**EXCERPT TO READ**
▽
So, for example, the sale of goods or services generally will fall within the so-called “consumer and trader” dispute jurisdiction – so called because that’s the label that the ACLFTA gives it, but the definition of that jurisdiction does not require identification of either a “consumer” or a “trader”. By contrast, what amounts to a “domestic building dispute” or a “retail lease” can be more contentious in borderline cases.

It can therefore be seen that many kinds of dispute can be sent to VCAT for resolution. VCAT is designed to be adaptable to the variety of matters it handles, from the unrepresented consumer complaining about the length of curtains bought from the local, small retailer, to multimillion-dollar retail leasing or building dispute.

There is no monetary limit to VCAT’s jurisdiction. However, the Constitution and the Judiciary Act 1903 (Cth) (Judiciary Act) together significantly limit VCAT’s jurisdiction.

Thurin: background and issues

Thurin is the natural consequence of a couple of relatively recent decisions.

In Burns v Corbett (2018) 265 CLR 304, the High Court decided that the NSW Civil and Administrative Tribunal (NCAT) could not decide a dispute between residents of different states because:

  1. in deciding such a dispute, NCAT was exercising judicial power (and this was not disputed in Burns);
  2. NCAT was not a “court of a State”;
  3. a dispute between residents of different states is within federal jurisdiction (being one of the types of matters in ss 75 and 76 of the Constitution);
  4. s 39 of the Judiciary Act conferred federal jurisdiction on the courts of the States, which, because of s 109 of the Constitution, rendered inoperative any inconsistent conferral of federal jurisdiction by a state parliament;
  5. it was beyond the legislative power of state parliaments to confer federal jurisdiction on a non-court tribunal.

In Meringnage v Interstate Enterprises Pty Ltd (2020) 60 VR 361, the Court of Appeal decided, perhaps unsurprisingly, that VCAT is not a “court of a State”. VCAT therefore did not have jurisdiction to decide a dispute in which the Commonwealth was a party (a matter of federal jurisdiction).

Following that decision, Parliament inserted Pt 3A into the Victorian Civil and Administrative Tribunal Act 1998 (VCAT Act). Where VCAT would have jurisdiction but for a federal issue, a party may commence the proceeding in the Magistrates’ Court, and that court has the same powers as VCAT (in addition to its own). The Magistrates’ Court may also transfer the proceeding to the County Court or the Supreme Court, who also retain VCAT’s powers.

The Thurins were homeowners and Krongold was a builder in a domestic building dispute. The Thurins’ dispute with Krongold involved numerous parties, extended to multiple proceedings in both VCAT and the Supreme Court and included issues under the Trade Practices Act 1974 (Cth) (TPA) (the former name of the Competition and Consumer Act 2010 (CCA)).

The VCAT proceeding and two related Supreme Court proceedings were referred to Riordan J as an hoc member of VCAT and, for the purposes of the two related Supreme Court proceedings, as a judge of the Court. His Honour directed that all proceedings be heard and determined together and then referred several questions to the Court of Appeal for determination, which were directed to the extent of VCAT’s jurisdiction.
△
(Saved data entries)
▽
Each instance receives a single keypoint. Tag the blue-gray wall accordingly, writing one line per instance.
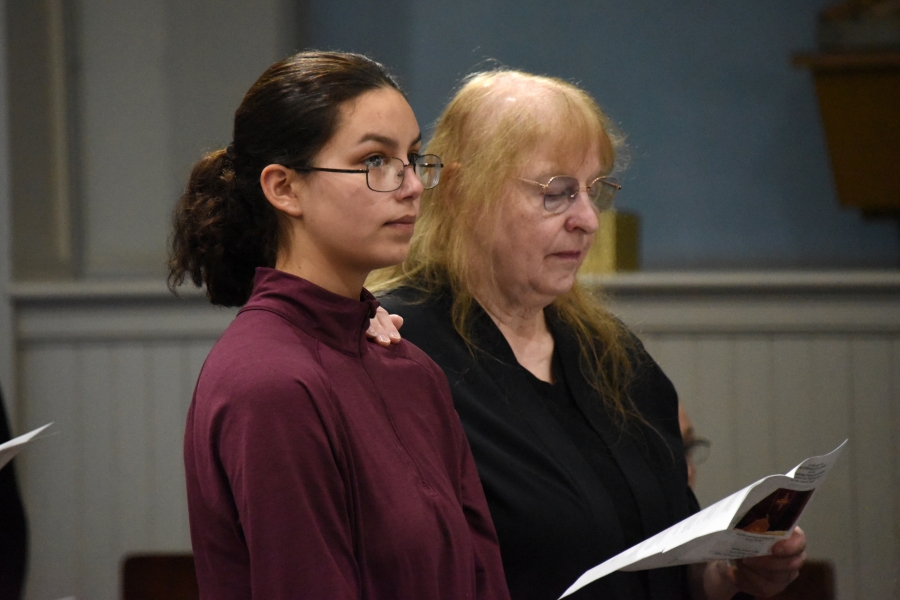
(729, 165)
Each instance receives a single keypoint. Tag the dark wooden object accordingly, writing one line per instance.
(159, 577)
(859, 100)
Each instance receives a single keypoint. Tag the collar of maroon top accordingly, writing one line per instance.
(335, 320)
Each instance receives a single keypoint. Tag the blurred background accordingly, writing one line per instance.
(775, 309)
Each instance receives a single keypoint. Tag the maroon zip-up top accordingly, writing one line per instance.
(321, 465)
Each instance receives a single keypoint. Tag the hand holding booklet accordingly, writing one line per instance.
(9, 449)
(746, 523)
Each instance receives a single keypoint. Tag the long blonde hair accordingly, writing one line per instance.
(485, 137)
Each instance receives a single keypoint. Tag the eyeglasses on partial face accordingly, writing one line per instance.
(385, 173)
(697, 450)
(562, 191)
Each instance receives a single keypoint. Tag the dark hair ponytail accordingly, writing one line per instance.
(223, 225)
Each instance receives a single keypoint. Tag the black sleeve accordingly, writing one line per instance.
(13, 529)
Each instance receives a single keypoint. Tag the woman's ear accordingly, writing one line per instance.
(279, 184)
△
▽
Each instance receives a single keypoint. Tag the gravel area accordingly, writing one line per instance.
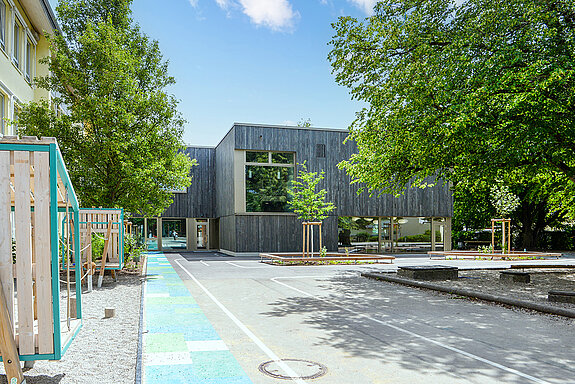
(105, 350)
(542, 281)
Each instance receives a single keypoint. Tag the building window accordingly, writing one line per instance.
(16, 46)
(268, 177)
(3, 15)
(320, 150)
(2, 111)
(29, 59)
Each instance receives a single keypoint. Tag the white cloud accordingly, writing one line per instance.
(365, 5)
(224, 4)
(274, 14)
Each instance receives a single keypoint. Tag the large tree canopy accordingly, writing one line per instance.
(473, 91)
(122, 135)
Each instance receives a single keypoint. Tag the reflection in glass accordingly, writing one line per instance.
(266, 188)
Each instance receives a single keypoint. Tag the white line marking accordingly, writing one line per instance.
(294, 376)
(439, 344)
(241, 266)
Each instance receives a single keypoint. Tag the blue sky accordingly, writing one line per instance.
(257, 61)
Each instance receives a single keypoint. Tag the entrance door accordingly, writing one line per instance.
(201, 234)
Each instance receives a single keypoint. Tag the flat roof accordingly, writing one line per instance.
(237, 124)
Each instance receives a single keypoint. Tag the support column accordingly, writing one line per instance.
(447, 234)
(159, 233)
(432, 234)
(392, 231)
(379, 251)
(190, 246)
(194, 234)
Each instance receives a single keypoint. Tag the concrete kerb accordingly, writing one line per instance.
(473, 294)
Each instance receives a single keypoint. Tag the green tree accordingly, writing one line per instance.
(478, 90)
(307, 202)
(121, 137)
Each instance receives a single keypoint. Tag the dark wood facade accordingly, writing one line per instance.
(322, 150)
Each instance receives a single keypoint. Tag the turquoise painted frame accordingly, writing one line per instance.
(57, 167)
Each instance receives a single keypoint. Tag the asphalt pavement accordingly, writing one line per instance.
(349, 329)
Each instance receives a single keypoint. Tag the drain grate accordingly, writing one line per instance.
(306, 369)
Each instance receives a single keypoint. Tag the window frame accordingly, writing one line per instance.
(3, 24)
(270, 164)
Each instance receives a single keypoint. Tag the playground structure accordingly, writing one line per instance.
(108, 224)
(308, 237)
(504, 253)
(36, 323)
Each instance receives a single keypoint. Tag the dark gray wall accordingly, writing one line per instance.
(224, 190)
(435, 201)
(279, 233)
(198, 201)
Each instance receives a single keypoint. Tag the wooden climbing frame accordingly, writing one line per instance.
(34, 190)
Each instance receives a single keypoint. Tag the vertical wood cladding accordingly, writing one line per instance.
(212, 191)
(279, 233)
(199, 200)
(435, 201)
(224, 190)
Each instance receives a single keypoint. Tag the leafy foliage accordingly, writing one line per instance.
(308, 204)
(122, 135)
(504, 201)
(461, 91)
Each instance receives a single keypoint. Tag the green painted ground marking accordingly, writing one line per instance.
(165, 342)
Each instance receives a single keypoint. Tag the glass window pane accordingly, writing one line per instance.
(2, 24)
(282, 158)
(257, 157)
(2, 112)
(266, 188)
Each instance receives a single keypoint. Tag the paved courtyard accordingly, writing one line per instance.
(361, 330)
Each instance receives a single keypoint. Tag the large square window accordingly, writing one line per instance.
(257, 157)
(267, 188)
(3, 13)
△
**WRITTEN TASKS**
**1)** Shorten the paragraph in the excerpt on VCAT's jurisdiction that begins "Following that decision, Parliament inserted Pt 3A", keeping its main facts.
**2)** Please write the next part of the excerpt on VCAT's jurisdiction, picking up after its final sentence.

**TASK ANSWERS**
**1)** After the Meringnage decision, Parliament added Pt 3A to the Victorian Civil and Administrative Tribunal Act 1998. If VCAT would have jurisdiction except for a federal issue, a party can start the proceeding in the Magistrates' Court, which then has VCAT's powers as well as its own. That court may transfer the proceeding to the County Court or the Supreme Court, and those courts also keep VCAT's powers.

**2)**
Federal jurisdiction

Federal jurisdiction has its source in Ch 3 of the Constitution. The relevant provisions in the Constitution are ss 75 to 77. By s 39(2) of the Judiciary Act, the Commonwealth Parliament has, with some limitations, invested federal jurisdiction in “the several Courts of the States”. Federal jurisdiction includes, under s 76(ii) of the Constitution, “any matter … arising under any laws made by the [Commonwealth] Parliament”. The Court of Appeal explained the constitutional and statutory framework ([41]-[43], citation omitted):

Chapter III of the Constitution is entitled ‘The Judicature’. Section 75 provides for the original jurisdiction of the High Court. Section 76 enables the Parliament to make laws conferring additional original jurisdiction on the High Court:

The Parliament may make laws conferring original jurisdiction on the High Court in any matter:

(i) arising under this Constitution, or involving its interpretation;

(ii) arising under any laws made by the Parliament;

(iii) of Admiralty and maritime jurisdiction;

(iv) relating to the same subject-matter claimed under the laws of different States.

By s 77, the Commonwealth Parliament is empowered to make laws with respect to matters mentioned in ss 75 and 76 defining the jurisdiction of any federal court other than the High Court, defining the extent to which the jurisdiction of any federal court shall be exclusive of all courts of the States, and ‘investing any court of a State with federal jurisdiction’.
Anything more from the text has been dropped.